Instructions to follow — Please count the lines in the material below that contain the word "wheel", and reply with only that number.
Begin Excerpted records
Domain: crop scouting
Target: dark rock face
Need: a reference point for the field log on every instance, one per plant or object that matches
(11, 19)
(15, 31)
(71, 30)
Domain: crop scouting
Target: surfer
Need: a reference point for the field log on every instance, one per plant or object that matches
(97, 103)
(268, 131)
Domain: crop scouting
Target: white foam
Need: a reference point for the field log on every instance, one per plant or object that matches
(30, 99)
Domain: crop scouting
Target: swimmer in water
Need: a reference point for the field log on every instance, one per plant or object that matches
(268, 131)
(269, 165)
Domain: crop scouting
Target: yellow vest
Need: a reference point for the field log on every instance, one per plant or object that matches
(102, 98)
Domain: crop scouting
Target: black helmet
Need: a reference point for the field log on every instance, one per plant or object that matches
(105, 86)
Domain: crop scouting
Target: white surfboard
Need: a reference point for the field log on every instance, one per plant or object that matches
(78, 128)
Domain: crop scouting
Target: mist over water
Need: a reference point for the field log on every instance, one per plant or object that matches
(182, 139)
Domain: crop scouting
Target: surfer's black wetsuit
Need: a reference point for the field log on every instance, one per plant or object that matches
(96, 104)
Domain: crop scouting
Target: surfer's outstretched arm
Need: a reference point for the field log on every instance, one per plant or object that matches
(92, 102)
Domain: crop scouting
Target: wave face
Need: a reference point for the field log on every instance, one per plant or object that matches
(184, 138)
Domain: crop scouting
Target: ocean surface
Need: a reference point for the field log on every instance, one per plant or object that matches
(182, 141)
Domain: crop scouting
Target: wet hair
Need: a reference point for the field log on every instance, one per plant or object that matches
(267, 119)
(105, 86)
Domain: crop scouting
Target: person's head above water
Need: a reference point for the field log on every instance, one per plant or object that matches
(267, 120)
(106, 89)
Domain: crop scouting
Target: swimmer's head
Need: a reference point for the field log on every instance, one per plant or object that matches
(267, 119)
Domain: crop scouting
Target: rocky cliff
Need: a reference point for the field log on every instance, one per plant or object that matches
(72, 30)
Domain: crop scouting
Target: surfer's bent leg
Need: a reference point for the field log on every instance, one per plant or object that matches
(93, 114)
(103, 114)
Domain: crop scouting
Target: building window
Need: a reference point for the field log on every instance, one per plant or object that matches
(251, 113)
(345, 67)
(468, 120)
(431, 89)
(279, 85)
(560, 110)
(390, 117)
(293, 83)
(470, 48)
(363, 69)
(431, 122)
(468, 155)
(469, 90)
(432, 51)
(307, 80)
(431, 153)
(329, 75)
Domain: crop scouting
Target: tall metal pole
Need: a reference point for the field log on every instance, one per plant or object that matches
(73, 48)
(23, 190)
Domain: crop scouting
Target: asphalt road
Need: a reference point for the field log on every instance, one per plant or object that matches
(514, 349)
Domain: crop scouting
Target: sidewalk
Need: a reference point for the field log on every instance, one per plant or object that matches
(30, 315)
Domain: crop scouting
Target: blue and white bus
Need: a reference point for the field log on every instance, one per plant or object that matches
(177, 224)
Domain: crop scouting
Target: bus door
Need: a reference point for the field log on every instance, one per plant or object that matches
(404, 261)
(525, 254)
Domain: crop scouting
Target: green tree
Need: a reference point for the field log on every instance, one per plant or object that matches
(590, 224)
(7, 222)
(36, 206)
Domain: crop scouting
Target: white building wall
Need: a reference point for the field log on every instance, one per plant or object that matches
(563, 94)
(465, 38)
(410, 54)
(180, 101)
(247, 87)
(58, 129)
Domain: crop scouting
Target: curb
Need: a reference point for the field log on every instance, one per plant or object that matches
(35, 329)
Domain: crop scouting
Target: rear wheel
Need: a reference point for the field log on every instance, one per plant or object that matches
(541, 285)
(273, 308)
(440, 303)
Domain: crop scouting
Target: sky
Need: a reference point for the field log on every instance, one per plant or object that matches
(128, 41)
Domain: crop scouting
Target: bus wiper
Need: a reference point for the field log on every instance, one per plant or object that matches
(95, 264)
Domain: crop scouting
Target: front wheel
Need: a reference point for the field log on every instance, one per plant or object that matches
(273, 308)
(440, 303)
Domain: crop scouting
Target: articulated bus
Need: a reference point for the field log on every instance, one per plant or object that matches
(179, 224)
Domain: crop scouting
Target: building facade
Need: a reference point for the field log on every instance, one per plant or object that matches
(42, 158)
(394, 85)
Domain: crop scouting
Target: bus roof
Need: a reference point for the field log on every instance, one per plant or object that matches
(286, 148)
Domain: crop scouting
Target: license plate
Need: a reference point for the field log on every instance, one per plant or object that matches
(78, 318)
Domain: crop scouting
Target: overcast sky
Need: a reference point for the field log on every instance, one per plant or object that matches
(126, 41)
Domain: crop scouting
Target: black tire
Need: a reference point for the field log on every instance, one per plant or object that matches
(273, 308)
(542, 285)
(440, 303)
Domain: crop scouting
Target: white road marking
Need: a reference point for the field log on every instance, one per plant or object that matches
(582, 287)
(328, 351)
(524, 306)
End Excerpted records
Begin Excerpted records
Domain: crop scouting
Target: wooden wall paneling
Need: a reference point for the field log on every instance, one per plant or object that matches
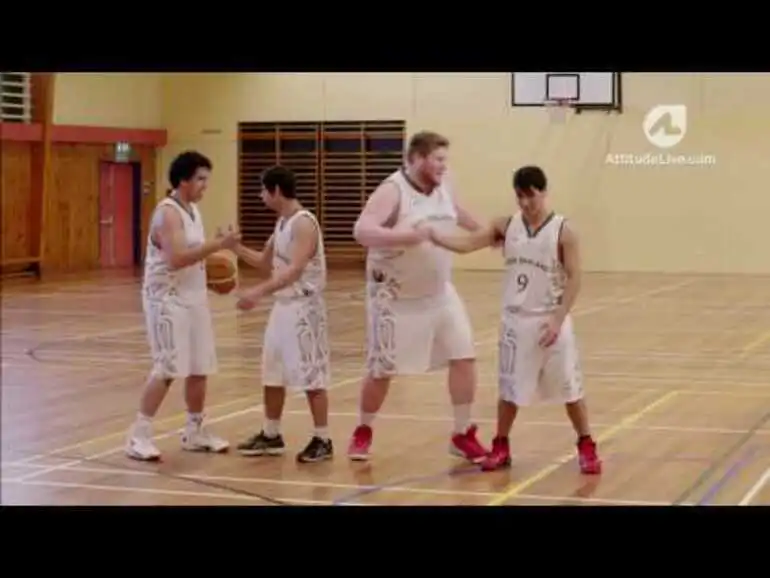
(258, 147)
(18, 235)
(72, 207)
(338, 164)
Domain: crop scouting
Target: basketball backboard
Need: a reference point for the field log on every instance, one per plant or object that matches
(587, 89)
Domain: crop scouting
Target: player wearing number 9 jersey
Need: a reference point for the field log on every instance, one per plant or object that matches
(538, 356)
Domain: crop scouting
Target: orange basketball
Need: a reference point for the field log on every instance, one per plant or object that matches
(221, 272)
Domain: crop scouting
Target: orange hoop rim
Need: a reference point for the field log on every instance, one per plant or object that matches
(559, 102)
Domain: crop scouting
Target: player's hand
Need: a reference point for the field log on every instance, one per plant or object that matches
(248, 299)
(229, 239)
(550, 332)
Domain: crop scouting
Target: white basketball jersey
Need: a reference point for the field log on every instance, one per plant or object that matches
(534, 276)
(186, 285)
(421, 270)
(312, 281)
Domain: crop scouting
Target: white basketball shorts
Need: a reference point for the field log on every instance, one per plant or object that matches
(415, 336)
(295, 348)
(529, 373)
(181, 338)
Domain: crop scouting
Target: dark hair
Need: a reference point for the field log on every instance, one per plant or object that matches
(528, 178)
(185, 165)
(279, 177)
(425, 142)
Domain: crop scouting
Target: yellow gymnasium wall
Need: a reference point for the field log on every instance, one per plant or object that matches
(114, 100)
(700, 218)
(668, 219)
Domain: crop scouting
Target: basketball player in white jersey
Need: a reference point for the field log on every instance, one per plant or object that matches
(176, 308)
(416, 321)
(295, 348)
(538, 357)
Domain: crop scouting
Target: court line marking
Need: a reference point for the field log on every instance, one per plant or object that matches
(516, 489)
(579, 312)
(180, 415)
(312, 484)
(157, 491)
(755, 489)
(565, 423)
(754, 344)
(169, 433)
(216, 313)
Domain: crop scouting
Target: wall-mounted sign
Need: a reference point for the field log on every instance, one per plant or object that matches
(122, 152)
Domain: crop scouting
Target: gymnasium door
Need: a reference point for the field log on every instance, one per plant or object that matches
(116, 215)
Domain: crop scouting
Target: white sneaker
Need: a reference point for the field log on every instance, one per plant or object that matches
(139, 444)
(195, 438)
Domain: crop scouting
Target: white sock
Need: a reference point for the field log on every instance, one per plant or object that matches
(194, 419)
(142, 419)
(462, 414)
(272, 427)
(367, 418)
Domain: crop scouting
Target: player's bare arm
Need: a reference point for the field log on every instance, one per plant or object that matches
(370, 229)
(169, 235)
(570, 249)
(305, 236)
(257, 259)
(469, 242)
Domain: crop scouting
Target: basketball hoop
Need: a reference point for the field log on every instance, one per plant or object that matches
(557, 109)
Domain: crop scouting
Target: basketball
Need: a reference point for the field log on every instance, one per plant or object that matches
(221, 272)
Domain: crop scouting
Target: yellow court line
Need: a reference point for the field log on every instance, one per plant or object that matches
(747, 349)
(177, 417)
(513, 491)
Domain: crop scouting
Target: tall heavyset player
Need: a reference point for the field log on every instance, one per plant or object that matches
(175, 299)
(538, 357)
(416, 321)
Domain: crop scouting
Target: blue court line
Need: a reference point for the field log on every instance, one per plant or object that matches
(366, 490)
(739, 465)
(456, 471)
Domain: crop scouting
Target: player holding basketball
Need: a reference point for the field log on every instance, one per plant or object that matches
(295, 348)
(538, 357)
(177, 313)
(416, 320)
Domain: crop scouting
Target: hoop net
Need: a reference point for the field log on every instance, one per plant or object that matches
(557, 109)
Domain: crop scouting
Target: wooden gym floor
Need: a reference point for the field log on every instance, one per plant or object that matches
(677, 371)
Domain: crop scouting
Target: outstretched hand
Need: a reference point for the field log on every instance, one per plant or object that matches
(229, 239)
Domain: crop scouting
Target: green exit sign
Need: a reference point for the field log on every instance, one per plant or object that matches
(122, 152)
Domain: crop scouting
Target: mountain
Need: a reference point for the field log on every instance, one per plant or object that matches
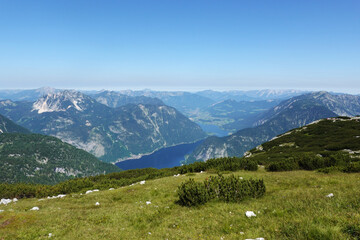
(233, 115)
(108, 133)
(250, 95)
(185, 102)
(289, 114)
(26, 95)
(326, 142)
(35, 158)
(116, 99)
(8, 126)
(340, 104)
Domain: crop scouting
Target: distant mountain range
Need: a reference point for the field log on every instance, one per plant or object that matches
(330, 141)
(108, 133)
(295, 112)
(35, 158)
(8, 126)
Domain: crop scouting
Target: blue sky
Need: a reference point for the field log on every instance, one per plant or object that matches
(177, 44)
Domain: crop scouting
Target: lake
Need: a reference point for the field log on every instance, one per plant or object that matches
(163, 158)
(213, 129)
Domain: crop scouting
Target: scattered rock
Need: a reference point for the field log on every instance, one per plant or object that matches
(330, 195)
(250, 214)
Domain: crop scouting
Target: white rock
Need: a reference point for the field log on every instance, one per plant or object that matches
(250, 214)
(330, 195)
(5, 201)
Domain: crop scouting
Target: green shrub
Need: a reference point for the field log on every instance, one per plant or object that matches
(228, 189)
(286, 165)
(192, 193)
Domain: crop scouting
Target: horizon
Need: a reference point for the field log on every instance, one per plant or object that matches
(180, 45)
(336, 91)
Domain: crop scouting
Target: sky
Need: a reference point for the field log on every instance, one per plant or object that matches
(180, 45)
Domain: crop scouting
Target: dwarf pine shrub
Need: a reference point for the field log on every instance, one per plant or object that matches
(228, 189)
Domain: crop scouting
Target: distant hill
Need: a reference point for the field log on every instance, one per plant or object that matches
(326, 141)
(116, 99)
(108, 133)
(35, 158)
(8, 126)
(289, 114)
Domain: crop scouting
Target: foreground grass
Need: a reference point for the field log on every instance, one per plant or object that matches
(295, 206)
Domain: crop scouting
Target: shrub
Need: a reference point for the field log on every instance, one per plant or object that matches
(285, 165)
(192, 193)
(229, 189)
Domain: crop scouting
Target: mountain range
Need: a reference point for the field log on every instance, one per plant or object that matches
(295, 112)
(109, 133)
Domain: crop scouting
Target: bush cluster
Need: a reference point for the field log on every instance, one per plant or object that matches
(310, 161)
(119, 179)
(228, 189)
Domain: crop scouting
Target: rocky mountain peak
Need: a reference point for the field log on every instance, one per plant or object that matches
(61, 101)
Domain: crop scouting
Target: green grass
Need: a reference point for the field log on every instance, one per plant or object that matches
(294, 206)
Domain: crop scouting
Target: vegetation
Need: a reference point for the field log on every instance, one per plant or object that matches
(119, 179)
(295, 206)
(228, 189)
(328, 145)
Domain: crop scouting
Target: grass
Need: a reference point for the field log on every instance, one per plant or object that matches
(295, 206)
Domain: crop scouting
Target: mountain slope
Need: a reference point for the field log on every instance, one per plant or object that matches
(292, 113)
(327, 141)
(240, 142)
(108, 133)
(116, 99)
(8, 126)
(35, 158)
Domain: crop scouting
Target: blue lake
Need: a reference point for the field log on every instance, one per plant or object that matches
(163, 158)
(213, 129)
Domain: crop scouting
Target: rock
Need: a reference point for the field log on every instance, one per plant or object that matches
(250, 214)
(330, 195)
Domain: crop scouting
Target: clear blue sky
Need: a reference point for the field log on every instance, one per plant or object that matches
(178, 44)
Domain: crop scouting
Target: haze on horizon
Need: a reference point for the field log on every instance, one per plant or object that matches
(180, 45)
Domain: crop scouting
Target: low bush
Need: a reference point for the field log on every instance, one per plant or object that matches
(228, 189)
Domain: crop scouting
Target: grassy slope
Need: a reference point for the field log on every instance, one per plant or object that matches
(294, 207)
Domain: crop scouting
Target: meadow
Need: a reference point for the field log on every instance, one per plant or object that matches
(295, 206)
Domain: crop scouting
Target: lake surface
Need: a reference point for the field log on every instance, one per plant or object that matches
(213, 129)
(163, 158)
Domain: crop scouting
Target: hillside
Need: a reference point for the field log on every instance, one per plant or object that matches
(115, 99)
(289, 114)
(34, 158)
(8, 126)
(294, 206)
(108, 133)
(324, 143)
End Excerpted records
Written answer — 2